* APPLY WHAT YOU READ:
A - Summarize the comment on European electronics manufacturing below in two sentences.
B - Reproduce the comment on European electronics manufacturing below verbatim, from "The whole problem" up to and including "4-layer 10x10cm prototype!".
C - List every sector, other than consumer electronics, that the comment on European electronics manufacturing below names as a destination for EU electronics production.

> You have exactly the same burden trying to sell CN-manufactured hardware in the EU.
Not if you're a Chinese OEM: you just mail it in, and thanks to the arcane operation of international postage it's cheaper to post to Germany from China than from Germany. CE is such a European type of regulation, there's almost no enforcement, while at the same time it's so vague that simply working out what directives you might need to comply with is time-consuming.
Mind you as others have pointed out, there is still EU electronics. It's just not massive production runs for consumer electronics, much more of it is for defence, aerospace, and medical. And a bit of automotive, although that is definitely going to fall to Chinese car OEMs.
Europe is starting crack down on individual CN import - for exactly this reason. But that's still not going to solve the real problems EU-based hardware companies run into.
The whole problem is that the EU electronics industy is laser-focused on those defence and aerospace runs. They expect everything to be bespoke and complicated, so their entire business model is built around it.
But the vast majority of hardware isn't that complicated. I don't want a two-month ordering process with a "call for pricing" and a €1500 "engineering fee" - I want a JLCPCB-like instant quote and click-to-order for my dime-a-dozen 4-layer 10x10cm prototype!
The fact that a handful of industy giant are still doing production in Europe while moving at a glacial pace is not that relevant when China is rapidly out-innovating the West. If it continues like this, they will eventually die too.

* Collected data:
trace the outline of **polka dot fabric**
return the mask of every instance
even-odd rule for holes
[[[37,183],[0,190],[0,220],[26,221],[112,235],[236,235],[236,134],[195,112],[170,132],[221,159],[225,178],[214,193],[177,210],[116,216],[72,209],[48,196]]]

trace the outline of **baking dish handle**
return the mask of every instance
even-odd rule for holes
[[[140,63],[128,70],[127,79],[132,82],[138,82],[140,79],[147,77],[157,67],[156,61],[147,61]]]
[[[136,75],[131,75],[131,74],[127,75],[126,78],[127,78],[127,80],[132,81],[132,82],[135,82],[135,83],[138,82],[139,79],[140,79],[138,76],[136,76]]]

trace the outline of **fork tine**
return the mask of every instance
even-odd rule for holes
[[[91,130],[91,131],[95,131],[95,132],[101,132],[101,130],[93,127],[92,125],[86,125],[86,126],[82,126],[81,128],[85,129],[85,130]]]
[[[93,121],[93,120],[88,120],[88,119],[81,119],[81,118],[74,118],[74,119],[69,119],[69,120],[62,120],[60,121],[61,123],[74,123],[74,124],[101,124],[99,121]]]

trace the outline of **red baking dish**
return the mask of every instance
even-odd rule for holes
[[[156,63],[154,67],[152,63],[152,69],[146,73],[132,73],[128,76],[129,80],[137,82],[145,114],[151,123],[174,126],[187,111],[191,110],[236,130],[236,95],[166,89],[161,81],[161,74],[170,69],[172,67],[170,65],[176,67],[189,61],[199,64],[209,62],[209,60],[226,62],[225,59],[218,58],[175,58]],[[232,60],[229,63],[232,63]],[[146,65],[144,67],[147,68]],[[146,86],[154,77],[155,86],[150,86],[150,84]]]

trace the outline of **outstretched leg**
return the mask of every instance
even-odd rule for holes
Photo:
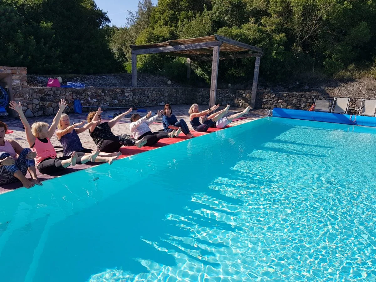
[[[233,120],[240,118],[244,115],[246,115],[248,113],[248,112],[249,111],[250,109],[251,109],[251,107],[249,106],[246,108],[244,111],[242,112],[237,113],[236,114],[234,114],[233,115],[231,115],[227,117],[227,119],[229,121],[231,122]]]
[[[220,111],[218,112],[213,114],[208,117],[208,120],[209,120],[211,119],[214,122],[217,121],[218,120],[221,118],[228,112],[229,108],[230,105],[227,105],[227,106],[222,111]]]

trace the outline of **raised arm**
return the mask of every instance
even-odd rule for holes
[[[75,128],[74,130],[76,130],[76,132],[77,132],[77,134],[79,134],[80,133],[83,132],[88,128],[89,128],[90,126],[93,124],[95,124],[96,126],[96,125],[100,121],[100,120],[92,120],[89,123],[86,123],[84,126],[82,126],[82,127],[80,127],[79,128]],[[82,122],[83,123],[84,122],[83,121]]]
[[[61,114],[63,113],[63,112],[64,111],[66,106],[67,102],[65,100],[62,99],[60,102],[59,103],[59,111],[58,111],[58,113],[56,114],[55,117],[53,118],[52,123],[48,130],[49,132],[50,132],[50,136],[52,136],[55,133],[55,130],[56,130],[56,128],[58,127],[58,124],[60,121]]]
[[[145,122],[145,123],[146,123],[147,124],[148,126],[149,126],[152,123],[153,123],[154,122],[154,121],[155,121],[159,117],[161,117],[162,114],[163,114],[163,110],[157,112],[157,114],[156,114],[154,117],[151,117],[149,119],[148,119]]]
[[[33,135],[33,133],[31,132],[31,127],[30,125],[25,117],[23,112],[22,111],[22,106],[21,106],[21,102],[20,102],[18,104],[17,104],[14,101],[12,101],[9,103],[9,108],[15,111],[20,115],[20,119],[21,120],[21,122],[23,124],[24,127],[25,127],[26,139],[27,140],[29,146],[31,147],[35,143],[35,136]]]
[[[72,124],[72,125],[69,126],[65,129],[58,130],[56,132],[56,135],[58,136],[58,139],[60,140],[60,138],[61,138],[61,137],[65,135],[65,134],[68,133],[70,133],[71,132],[73,131],[73,130],[76,128],[76,127],[79,126],[80,125],[82,125],[85,122],[85,121],[82,121],[79,123],[73,123]]]
[[[203,111],[202,112],[200,112],[194,113],[193,114],[191,114],[189,116],[190,119],[191,120],[193,118],[199,117],[202,117],[203,115],[208,115],[209,114],[211,113],[212,112],[215,111],[217,109],[219,108],[219,105],[216,105],[214,107],[212,107],[211,108],[208,109],[207,110],[205,110],[205,111]]]
[[[119,115],[112,119],[107,123],[107,124],[108,124],[108,126],[112,128],[120,120],[124,117],[127,115],[130,112],[132,112],[132,108],[130,108],[125,112],[123,112],[121,114]]]
[[[93,119],[91,121],[95,121],[97,120],[100,120],[99,118],[99,116],[100,116],[100,114],[103,112],[103,111],[102,110],[102,108],[98,108],[98,111],[97,111],[97,112],[95,113],[94,115],[94,116],[93,117]],[[94,131],[94,129],[97,127],[96,123],[93,123],[92,124],[91,124],[89,127],[89,131],[91,132],[92,132]]]
[[[133,132],[134,130],[136,130],[136,129],[137,129],[138,127],[139,126],[143,123],[144,123],[146,121],[146,120],[150,117],[151,115],[152,112],[149,112],[146,114],[146,116],[141,118],[138,120],[131,123],[129,125],[129,129],[130,130],[131,132]]]

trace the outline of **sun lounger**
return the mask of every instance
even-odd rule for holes
[[[332,105],[331,112],[337,114],[347,114],[349,110],[349,103],[350,102],[349,98],[337,98],[335,97]],[[335,103],[334,109],[333,106]]]
[[[362,106],[363,106],[362,108]],[[362,99],[359,109],[359,115],[368,115],[376,117],[376,100],[368,100]]]
[[[314,101],[315,108],[313,110],[315,112],[329,112],[330,108],[330,101],[329,100],[317,100]]]

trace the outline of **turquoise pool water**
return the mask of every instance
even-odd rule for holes
[[[374,281],[375,149],[266,118],[0,195],[0,281]]]

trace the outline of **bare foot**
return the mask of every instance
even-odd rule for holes
[[[176,137],[177,137],[179,136],[179,134],[180,134],[180,132],[182,132],[182,128],[179,127],[179,129],[175,132],[175,134],[174,135]]]
[[[121,155],[121,152],[117,152],[116,153],[111,153],[111,154],[106,154],[105,156],[102,156],[107,158],[107,157],[118,157]]]
[[[23,180],[21,180],[21,182],[22,183],[22,185],[24,186],[24,187],[27,188],[28,189],[29,188],[31,188],[31,187],[34,186],[35,185],[33,182],[30,181],[29,179],[25,178]]]
[[[35,184],[35,185],[38,185],[39,186],[41,186],[43,185],[43,183],[39,181],[39,179],[38,179],[38,178],[36,178],[36,179],[32,179],[31,180],[31,181],[32,182],[34,182],[34,183]]]
[[[179,127],[180,128],[180,127]],[[176,129],[174,129],[172,131],[169,133],[167,135],[169,137],[171,138],[173,138],[175,136],[175,132],[176,131]]]
[[[76,160],[77,159],[78,156],[76,155],[76,152],[73,152],[71,156],[71,165],[76,165]]]
[[[141,140],[138,140],[135,142],[135,145],[137,148],[141,148],[143,146],[146,144],[147,140],[144,138],[143,138]]]
[[[249,106],[248,107],[246,108],[245,110],[244,111],[244,113],[245,114],[247,114],[249,112],[250,110],[251,109],[251,106]]]
[[[107,161],[107,162],[108,163],[108,164],[112,164],[114,161],[117,159],[118,157],[118,156],[115,156],[114,157],[109,157],[107,158],[108,159],[108,161]]]
[[[89,159],[91,162],[94,162],[95,161],[95,159],[97,158],[97,157],[99,155],[100,153],[100,151],[97,149],[94,151],[94,153],[92,153],[88,156],[89,157]]]

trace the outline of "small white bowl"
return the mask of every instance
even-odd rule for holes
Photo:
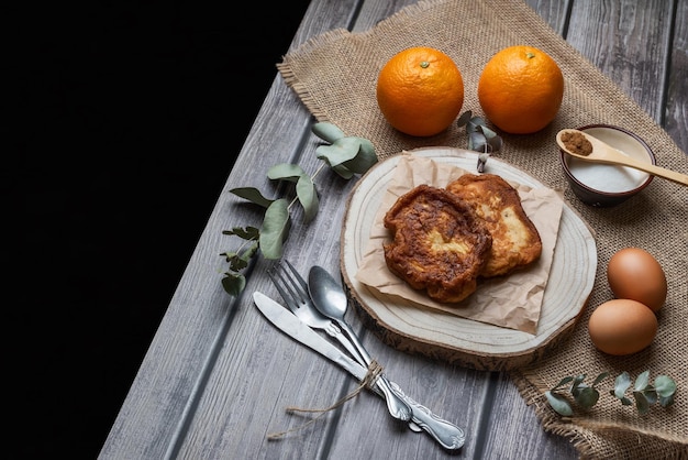
[[[623,154],[656,164],[655,155],[641,138],[623,128],[611,124],[588,124],[577,128],[608,143]],[[582,202],[595,207],[619,205],[647,187],[652,174],[628,166],[586,162],[559,149],[564,175],[574,194]]]

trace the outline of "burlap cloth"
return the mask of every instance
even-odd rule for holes
[[[688,458],[688,187],[654,178],[639,196],[614,208],[582,205],[572,194],[559,166],[555,134],[563,128],[612,123],[633,130],[653,149],[661,166],[688,173],[688,156],[633,100],[557,35],[530,7],[513,0],[421,1],[364,33],[333,30],[288,53],[277,68],[319,121],[330,121],[348,135],[369,139],[378,156],[402,150],[448,145],[466,147],[456,125],[433,138],[411,138],[389,127],[377,107],[376,79],[397,52],[424,45],[442,50],[456,62],[465,84],[462,111],[482,114],[477,100],[479,74],[502,47],[526,44],[548,53],[564,73],[564,101],[556,120],[530,135],[503,134],[502,161],[528,172],[564,197],[596,232],[596,284],[570,338],[546,360],[510,373],[545,430],[565,436],[585,458]],[[489,167],[489,161],[488,161]],[[650,251],[664,267],[668,296],[658,314],[652,346],[630,357],[598,352],[587,332],[592,309],[612,298],[606,267],[625,247]],[[652,406],[637,415],[608,394],[613,377],[633,377],[650,370],[672,376],[678,386],[670,408]],[[589,413],[565,419],[546,404],[543,393],[567,375],[585,373],[587,382],[602,371],[600,401]]]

* ANSWERS TO EACH TASK:
A - Chinese manufacturers can mail hardware into the EU cheaply and face little CE enforcement, while EU electronics work is concentrated in defence, aerospace, medical, and some automotive production rather than mass consumer runs. Because this industry expects everything to be bespoke and complicated, it does not serve simple hardware needs well, and its firms may eventually die as China out-innovates the West.

B -
The whole problem is that the EU electronics industy is laser-focused on those defence and aerospace runs. They expect everything to be bespoke and complicated, so their entire business model is built around it.
But the vast majority of hardware isn't that complicated. I don't want a two-month ordering process with a "call for pricing" and a €1500 "engineering fee" - I want a JLCPCB-like instant quote and click-to-order for my dime-a-dozen 4-layer 10x10cm prototype!

C -
- Defence
- Aerospace
- Medical
- Automotive